● **Your instructions**: Copy each line exactly. Drop every picture.
● ● ● ●
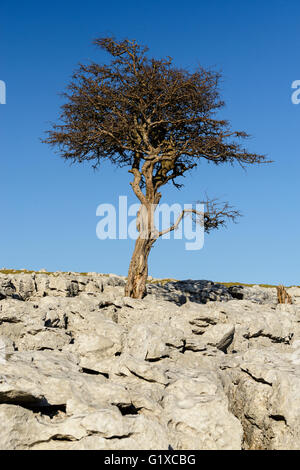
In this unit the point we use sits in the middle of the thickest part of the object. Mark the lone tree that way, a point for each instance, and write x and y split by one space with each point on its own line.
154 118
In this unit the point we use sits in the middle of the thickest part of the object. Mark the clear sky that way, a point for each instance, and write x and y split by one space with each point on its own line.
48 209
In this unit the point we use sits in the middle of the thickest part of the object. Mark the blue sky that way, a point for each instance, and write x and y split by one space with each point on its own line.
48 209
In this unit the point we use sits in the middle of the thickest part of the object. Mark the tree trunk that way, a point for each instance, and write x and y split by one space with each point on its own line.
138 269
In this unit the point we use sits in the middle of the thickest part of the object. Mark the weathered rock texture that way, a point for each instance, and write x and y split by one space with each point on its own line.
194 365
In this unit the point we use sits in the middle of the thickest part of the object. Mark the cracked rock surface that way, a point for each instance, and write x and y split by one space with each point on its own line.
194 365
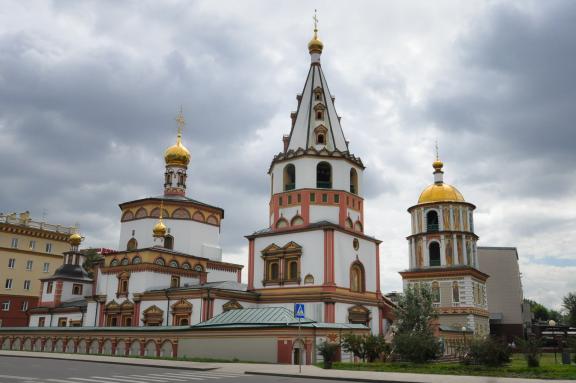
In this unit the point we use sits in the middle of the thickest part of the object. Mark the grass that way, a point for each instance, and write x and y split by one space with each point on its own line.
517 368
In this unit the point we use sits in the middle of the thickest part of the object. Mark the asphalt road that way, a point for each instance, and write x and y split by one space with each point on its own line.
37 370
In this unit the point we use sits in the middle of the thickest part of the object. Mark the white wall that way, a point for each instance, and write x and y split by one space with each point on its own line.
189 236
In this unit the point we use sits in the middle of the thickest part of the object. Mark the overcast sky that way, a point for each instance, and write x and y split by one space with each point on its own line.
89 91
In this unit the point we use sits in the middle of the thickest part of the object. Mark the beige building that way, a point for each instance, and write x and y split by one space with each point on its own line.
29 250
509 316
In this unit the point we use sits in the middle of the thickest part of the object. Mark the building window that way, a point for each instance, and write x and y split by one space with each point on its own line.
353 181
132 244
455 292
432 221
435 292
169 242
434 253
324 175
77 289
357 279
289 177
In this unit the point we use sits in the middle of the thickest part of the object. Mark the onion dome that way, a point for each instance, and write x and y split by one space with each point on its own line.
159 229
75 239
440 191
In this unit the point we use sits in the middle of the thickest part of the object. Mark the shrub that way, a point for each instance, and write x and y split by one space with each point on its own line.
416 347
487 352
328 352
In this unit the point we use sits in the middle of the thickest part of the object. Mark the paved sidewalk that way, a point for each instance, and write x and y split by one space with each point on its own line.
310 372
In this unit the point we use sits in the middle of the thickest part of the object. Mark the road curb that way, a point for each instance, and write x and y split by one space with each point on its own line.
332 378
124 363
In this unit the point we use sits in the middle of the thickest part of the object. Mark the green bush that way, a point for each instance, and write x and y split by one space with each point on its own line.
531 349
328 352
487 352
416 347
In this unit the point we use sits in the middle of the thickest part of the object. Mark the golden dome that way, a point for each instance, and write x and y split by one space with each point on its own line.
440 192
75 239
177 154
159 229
● ● ● ●
● **Finished exercise**:
In this unit the point we use sits in the middle of the thickest part of the object. Mark the lone tree that way, a point for each instance, and write x and y split by one space with each point on its own line.
154 118
In this unit the point we use sits in the middle of the thickest part of the object. Mark the clear sky that way, a point for each instance, and write x and y split by one space with each point on its own line.
48 209
In this unit the point we use sits in the middle of the thickest part of the object. Mark the blue sky that way, a point for each instance, and write x and y split by one space with each point on its own line.
48 209
In this unit the point we use sits in the middle of the thickest part of the object. Mark the tree trunk that way, a point for each instance, and write x and y split by one space with each point on its own line.
138 269
In this unit the point we use sits in the middle of the thickest part of the object. Mark the weathered rock texture that way, a point for each instance, and write x and y split by one space with each point on its own line.
194 365
In this unit the point we use sits in the middle of the thickest part of the object. Mark the cracked rock surface that way, a point for each instance, and write x and y split by one space with each point on its own line.
194 365
In this unit the point we use sits in the middle of the thickest part of the object. Mark the grass that way, a point for each instance, and write x and y split by one space with each point on its own line.
517 368
In this unit the point we use sits in the middle of the thickest part of the object. Mark the asphalt road that way, a point for each instance, and write x and y split by one space with each point on its own line.
37 370
In this unit the point we use sits in the middle of the thickest part of the object. Mark the white wall that way, a point for each instance, and write x and y split by one space with each point on its own line.
189 236
In this unit the point we use sits in the middle of the thickest part of the object. Mark the overcast sky that way, a point for each instance, and write x and y split by one space with each point on its own line.
89 91
In this unit the point we use sits in the middle of the thickest part of the object. Mark the beige building that way, a point for each instance, and write x and y split by one space with each point on its own line.
29 250
509 316
In this unit the point we use sits in the middle of the thickest part of the object. Mark the building window that way, a point for each instance, and write x and y split by one space with each point on its own line.
353 181
132 244
455 292
432 221
435 292
169 242
434 253
324 175
77 289
357 279
289 177
In this unit the point we use sits in the middle of the thickest part of the object. Mark the onion dome that way, a point for each instance, and write x and y split by one space with each point on its own line.
159 229
75 239
440 191
In this unit the point we use sits in the middle of the thickest part of the object. Mark the shrub that way, a point for each instance, and write x and y split by one space with each point on its own line.
416 347
487 352
328 352
In this unit the point we use sits in the middle of the thickest part of the object. Mark the paved sidewalk that way, a point for each instance, and write x and y split by one space with each point on its own line.
310 372
In this unit the point we use sits in the middle of the thickest part of the object. Mark the road curb that way, a point for each instance, and write x and y split by one space with each point on its own line.
332 378
124 363
In this unit the point we use sits in the middle of the thickest part of the object. Mark the green bush that way, a point for each instance, and write x and y split by one space with each point on its own line.
531 349
328 352
487 352
416 347
In this unit the point we use sits in the middle of the thickest part of the object. Mark the golden dome that way, a point for each instance, and write x and y split by one space with each point on its own line.
440 192
75 239
177 154
159 229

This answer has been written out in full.